:: TEXT SHOWN ::
************

Re: [PATCH drm-next v2 05/16] drm: manager to keep track of GPUs VA mappings
From: Liam R. Howlett
Date: Thu Feb 23 2023 - 14:11:05 EST
* Danilo Krummrich <dakr@xxxxxxxxxx> [230222 13:13]:
> On 2/21/23 19:20, Liam R. Howlett wrote:
> > * Danilo Krummrich <dakr@xxxxxxxxxx> [230217 08:45]:
> > > Add infrastructure to keep track of GPU virtual address (VA) mappings
> > > with a decicated VA space manager implementation.
> > >
> > > New UAPIs, motivated by Vulkan sparse memory bindings graphics drivers
> > > start implementing, allow userspace applications to request multiple and
> > > arbitrary GPU VA mappings of buffer objects. The DRM GPU VA manager is
> > > intended to serve the following purposes in this context.
> > >
> > > 1) Provide infrastructure to track GPU VA allocations and mappings,
> > > making use of the maple_tree.
> > >
> > > 2) Generically connect GPU VA mappings to their backing buffers, in
> > > particular DRM GEM objects.
> > >
> > > 3) Provide a common implementation to perform more complex mapping
> > > operations on the GPU VA space. In particular splitting and merging
> > > of GPU VA mappings, e.g. for intersecting mapping requests or partial
> > > unmap requests.
> > >
> > > Suggested-by: Dave Airlie <airlied@xxxxxxxxxx>
> > > Signed-off-by: Danilo Krummrich <dakr@xxxxxxxxxx>
> > > ---
> > > Documentation/gpu/drm-mm.rst | 31 +
> > > drivers/gpu/drm/Makefile | 1 +
> > > drivers/gpu/drm/drm_gem.c | 3 +
> > > drivers/gpu/drm/drm_gpuva_mgr.c | 1704 +++++++++++++++++++++++++++++++
> > > include/drm/drm_drv.h | 6 +
> > > include/drm/drm_gem.h | 75 ++
> > > include/drm/drm_gpuva_mgr.h | 714 +++++++++++++
> > > 7 files changed, 2534 insertions(+)
> > > create mode 100644 drivers/gpu/drm/drm_gpuva_mgr.c
> > > create mode 100644 include/drm/drm_gpuva_mgr.h
> > >
> > > diff --git a/Documentation/gpu/drm-mm.rst b/Documentation/gpu/drm-mm.rst
> > > index a52e6f4117d6..c9f120cfe730 100644
> > > --- a/Documentation/gpu/drm-mm.rst
> > > +++ b/Documentation/gpu/drm-mm.rst
> > > @@ -466,6 +466,37 @@ DRM MM Range Allocator Function References
> > > .. kernel-doc:: drivers/gpu/drm/drm_mm.c
> > > :export:
> > ...

************

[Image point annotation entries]

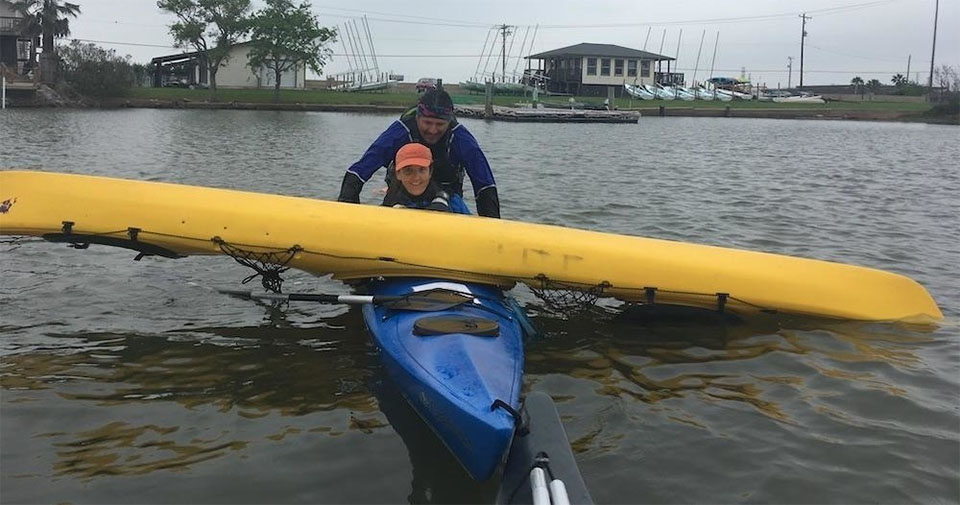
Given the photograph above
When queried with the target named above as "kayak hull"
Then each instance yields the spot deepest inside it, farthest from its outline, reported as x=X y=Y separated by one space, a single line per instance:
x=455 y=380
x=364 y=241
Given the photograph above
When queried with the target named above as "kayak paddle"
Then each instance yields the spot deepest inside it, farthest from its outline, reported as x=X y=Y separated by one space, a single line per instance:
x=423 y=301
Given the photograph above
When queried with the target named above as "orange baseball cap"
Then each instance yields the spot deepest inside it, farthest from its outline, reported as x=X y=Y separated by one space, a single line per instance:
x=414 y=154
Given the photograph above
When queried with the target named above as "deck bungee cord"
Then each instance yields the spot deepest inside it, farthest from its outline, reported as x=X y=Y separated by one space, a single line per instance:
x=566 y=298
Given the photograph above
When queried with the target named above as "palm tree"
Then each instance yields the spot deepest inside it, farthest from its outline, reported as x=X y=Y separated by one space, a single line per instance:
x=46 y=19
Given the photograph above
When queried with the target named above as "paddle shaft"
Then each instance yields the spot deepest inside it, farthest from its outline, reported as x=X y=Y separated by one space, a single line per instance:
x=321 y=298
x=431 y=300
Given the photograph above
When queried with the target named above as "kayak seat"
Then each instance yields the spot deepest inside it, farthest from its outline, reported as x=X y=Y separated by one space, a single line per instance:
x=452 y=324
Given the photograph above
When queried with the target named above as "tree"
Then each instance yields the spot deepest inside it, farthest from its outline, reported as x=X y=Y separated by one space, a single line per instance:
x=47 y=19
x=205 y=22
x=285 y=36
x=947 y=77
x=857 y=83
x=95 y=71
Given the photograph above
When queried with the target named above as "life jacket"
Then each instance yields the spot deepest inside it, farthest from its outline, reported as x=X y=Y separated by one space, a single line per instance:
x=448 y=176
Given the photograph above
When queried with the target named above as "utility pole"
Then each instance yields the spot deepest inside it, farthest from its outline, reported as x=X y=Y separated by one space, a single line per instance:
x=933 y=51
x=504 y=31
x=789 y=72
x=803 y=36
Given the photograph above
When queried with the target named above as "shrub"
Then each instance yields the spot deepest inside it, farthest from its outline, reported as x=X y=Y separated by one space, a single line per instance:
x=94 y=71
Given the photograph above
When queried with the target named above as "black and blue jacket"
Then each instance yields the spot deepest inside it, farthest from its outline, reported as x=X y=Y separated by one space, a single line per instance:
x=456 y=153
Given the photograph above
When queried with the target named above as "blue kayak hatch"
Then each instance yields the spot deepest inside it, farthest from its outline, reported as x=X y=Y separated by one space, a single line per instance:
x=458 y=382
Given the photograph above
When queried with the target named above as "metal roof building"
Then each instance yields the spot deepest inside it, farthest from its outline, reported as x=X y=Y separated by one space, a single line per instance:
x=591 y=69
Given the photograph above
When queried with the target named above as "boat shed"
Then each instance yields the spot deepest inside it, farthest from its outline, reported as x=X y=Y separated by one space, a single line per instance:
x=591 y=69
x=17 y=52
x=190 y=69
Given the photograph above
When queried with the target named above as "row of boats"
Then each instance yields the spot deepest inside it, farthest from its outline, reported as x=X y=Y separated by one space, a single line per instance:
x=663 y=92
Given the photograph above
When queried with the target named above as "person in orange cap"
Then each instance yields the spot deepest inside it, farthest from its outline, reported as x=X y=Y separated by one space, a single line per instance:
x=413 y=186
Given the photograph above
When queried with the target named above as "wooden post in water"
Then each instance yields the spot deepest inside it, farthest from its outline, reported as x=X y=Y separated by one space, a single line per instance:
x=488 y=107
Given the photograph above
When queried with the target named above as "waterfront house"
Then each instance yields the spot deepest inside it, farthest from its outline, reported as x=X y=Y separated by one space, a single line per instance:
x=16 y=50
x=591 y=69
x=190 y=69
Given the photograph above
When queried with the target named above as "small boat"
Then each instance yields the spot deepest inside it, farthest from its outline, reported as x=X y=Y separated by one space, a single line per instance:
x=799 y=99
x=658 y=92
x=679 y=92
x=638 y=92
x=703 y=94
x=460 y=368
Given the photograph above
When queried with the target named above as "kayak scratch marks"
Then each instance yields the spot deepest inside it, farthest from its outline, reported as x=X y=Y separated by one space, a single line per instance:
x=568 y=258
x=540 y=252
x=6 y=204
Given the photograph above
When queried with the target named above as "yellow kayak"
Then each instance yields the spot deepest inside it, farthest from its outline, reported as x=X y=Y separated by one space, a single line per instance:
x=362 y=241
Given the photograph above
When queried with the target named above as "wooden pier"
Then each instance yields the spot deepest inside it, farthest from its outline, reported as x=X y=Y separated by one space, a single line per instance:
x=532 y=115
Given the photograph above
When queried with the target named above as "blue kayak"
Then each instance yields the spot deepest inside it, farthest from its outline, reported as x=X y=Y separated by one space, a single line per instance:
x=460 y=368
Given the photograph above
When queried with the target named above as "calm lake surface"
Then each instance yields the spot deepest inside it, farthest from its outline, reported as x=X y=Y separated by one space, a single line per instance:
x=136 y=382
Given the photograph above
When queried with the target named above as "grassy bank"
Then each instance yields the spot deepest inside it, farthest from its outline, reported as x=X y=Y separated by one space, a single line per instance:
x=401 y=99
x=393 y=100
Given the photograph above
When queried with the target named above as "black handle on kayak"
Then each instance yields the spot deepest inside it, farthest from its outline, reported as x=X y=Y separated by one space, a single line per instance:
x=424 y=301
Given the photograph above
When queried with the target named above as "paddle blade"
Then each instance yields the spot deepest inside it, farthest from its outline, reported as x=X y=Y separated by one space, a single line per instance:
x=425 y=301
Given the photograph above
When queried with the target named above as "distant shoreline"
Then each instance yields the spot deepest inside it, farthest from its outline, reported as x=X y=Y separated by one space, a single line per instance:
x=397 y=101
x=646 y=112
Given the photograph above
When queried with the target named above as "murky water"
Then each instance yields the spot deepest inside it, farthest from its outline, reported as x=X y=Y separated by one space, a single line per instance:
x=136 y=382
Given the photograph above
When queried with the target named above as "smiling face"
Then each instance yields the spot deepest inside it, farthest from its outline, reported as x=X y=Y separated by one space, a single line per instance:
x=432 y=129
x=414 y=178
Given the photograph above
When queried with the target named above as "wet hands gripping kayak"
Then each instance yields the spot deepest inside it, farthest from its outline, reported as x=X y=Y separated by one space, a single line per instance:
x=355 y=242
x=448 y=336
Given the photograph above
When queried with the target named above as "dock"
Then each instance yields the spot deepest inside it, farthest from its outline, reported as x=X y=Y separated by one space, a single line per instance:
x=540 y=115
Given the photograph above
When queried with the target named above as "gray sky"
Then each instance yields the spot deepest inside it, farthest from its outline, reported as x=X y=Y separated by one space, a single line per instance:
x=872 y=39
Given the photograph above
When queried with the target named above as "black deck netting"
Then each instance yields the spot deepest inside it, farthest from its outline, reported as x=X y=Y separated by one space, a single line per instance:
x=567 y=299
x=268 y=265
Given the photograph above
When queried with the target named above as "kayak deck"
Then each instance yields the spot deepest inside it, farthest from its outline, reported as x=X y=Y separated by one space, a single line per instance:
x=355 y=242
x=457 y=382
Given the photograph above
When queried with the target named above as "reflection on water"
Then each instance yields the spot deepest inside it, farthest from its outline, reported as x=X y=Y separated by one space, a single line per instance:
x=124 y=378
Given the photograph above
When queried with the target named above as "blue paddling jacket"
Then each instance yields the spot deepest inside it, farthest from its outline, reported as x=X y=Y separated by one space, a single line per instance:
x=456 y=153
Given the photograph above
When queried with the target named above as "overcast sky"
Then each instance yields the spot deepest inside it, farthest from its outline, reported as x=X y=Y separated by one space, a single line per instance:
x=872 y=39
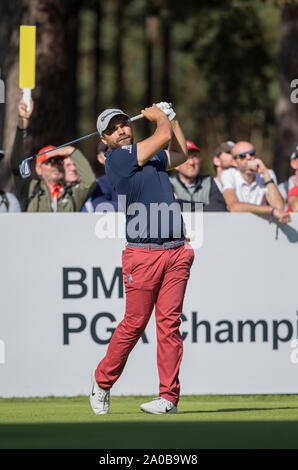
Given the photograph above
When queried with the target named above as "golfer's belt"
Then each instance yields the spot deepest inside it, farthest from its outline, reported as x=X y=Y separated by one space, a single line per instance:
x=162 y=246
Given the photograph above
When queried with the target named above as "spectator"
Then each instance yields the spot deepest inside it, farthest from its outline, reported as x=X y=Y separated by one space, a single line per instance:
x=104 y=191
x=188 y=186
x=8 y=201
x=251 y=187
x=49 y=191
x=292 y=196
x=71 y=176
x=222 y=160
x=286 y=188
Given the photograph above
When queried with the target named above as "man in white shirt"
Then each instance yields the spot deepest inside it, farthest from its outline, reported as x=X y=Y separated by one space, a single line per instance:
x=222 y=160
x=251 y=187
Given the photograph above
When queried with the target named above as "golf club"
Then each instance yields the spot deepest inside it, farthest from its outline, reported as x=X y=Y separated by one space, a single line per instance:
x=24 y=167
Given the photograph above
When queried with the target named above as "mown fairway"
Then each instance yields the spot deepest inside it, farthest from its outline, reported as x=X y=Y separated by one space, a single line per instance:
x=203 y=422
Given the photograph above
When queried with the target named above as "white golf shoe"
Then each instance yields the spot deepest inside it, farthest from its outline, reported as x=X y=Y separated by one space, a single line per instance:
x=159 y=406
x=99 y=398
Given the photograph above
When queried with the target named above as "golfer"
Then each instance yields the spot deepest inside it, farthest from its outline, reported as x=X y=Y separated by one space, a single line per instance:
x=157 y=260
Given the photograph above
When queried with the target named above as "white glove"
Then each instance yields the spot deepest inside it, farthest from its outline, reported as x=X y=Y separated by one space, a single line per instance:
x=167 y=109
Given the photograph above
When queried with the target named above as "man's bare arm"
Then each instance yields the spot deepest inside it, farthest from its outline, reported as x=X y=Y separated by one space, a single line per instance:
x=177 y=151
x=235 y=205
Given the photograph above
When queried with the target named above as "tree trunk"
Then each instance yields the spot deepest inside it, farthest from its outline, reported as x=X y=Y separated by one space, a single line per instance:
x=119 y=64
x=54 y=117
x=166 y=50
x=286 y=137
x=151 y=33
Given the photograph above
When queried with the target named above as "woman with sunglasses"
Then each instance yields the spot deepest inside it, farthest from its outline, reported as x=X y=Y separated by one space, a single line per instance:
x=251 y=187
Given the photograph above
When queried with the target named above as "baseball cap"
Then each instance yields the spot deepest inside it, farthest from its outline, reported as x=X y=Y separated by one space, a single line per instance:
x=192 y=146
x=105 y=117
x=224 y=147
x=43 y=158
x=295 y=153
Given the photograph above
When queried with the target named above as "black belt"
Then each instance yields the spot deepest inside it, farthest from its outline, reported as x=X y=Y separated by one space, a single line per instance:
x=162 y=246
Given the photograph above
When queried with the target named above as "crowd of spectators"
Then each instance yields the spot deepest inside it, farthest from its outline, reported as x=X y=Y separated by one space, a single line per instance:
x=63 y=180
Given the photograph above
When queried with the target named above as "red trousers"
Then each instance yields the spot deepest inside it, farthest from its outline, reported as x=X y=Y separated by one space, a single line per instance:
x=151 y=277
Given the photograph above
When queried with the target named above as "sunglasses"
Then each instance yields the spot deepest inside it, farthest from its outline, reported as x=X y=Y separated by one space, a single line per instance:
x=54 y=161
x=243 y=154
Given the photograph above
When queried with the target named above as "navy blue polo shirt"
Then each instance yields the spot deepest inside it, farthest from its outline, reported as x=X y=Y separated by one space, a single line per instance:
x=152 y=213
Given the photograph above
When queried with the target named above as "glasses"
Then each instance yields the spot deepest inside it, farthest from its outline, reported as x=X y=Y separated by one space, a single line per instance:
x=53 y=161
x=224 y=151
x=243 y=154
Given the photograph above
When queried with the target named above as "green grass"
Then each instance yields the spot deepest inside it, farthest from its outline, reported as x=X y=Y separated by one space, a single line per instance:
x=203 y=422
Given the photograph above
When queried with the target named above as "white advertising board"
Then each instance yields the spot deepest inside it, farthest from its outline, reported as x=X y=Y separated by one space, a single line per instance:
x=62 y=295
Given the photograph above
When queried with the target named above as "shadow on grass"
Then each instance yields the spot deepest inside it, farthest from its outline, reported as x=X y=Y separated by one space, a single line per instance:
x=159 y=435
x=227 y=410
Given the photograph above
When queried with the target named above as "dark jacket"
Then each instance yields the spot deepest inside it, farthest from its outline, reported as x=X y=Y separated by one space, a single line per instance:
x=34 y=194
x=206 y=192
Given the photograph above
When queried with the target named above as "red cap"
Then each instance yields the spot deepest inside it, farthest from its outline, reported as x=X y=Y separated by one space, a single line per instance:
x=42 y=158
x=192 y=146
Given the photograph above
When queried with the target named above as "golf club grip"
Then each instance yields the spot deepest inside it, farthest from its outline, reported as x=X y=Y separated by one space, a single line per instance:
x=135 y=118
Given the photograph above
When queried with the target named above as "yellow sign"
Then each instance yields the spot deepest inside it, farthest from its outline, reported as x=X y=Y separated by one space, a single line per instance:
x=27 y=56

************

:: REQUIRED TASK ::
Carry on the patch review email about the DRM GPU VA manager, starting right after its last line.

:: OUTPUT FOR THIS TASK ::
> >
> > > +
> > > +/**
> > > + * drm_gpuva_remove_iter - removes the iterators current element
> > > + * @it: the &drm_gpuva_iterator
> > > + *
> > > + * This removes the element the iterator currently points to.
> > > + */
> > > +void
> > > +drm_gpuva_iter_remove(struct drm_gpuva_iterator *it)
> > > +{
> > > + mas_erase(&it->mas);
> > > +}
> > > +EXPORT_SYMBOL(drm_gpuva_iter_remove);
> > > +
> > > +/**
> > > + * drm_gpuva_insert - insert a &drm_gpuva
> > > + * @mgr: the &drm_gpuva_manager to insert the &drm_gpuva in
> > > + * @va: the &drm_gpuva to insert
> > > + * @addr: the start address of the GPU VA
> > > + * @range: the range of the GPU VA
> > > + *
> > > + * Insert a &drm_gpuva with a given address and range into a
> > > + * &drm_gpuva_manager.
> > > + *
> > > + * Returns: 0 on success, negative error code on failure.
> > > + */
> > > +int
> > > +drm_gpuva_insert(struct drm_gpuva_manager *mgr,
> > > + struct drm_gpuva *va)
> > > +{
> > > + u64 addr = va->va.addr;
> > > + u64 range = va->va.range;
> > > + MA_STATE(mas, &mgr->va_mt, addr, addr + range - 1);
> > > + struct drm_gpuva_region *reg = NULL;
> > > + int ret;
> > > +
> > > + if (unlikely(!drm_gpuva_in_mm_range(mgr, addr, range)))
> > > + return -EINVAL;
> > > +
> > > + if (unlikely(drm_gpuva_in_kernel_region(mgr, addr, range)))
> > > + return -EINVAL;
> > > +
> > > + if (mgr->flags & DRM_GPUVA_MANAGER_REGIONS) {
> > > + reg = drm_gpuva_in_region(mgr, addr, range);
> > > + if (unlikely(!reg))
> > > + return -EINVAL;
> > > + }
> > > +
> >
> > -----
> >
> > > + if (unlikely(drm_gpuva_find_first(mgr, addr, range)))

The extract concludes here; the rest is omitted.